YOUR OBJECTIVE -> Give the items again from the line with "If you could point to the brown" up to and including the line with "Query: brown shell scute", switching "brown" to "tan" and leaving everything else unchanged.

-=-=-

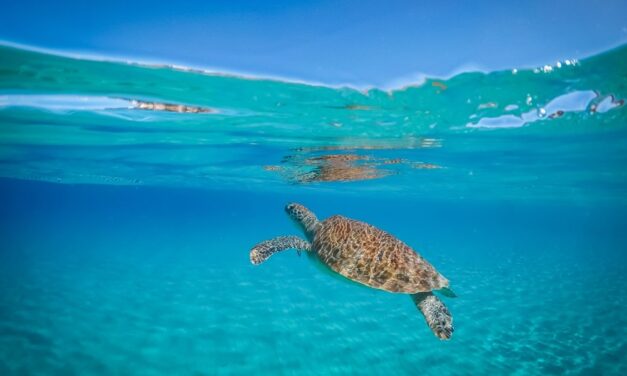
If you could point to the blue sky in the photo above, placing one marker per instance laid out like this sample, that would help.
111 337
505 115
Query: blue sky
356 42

-=-=-

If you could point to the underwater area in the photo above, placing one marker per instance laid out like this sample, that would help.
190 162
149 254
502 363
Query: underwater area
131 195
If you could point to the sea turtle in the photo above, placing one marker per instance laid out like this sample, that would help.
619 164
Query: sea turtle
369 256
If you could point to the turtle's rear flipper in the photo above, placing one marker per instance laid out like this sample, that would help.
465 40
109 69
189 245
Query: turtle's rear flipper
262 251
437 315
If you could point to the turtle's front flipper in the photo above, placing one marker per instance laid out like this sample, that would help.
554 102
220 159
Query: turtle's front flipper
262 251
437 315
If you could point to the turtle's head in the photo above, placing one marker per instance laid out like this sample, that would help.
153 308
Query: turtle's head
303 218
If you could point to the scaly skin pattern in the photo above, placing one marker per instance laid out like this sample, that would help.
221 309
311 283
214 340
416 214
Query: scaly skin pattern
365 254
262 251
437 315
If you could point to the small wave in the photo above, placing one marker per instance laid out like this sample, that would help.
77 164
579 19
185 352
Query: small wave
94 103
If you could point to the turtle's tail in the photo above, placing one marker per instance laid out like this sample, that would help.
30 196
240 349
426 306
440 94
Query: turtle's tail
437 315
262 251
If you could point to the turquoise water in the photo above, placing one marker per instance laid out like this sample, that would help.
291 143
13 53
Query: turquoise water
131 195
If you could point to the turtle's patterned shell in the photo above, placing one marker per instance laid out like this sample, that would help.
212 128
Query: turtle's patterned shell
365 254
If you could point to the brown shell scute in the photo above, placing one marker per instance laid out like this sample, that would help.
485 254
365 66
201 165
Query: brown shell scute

-=-=-

FINAL RESULT ->
If you could point to the tan shell scute in the photo above, placing one marker per instance laid out like this sample, that would help.
485 254
365 66
201 165
Query: tan shell scute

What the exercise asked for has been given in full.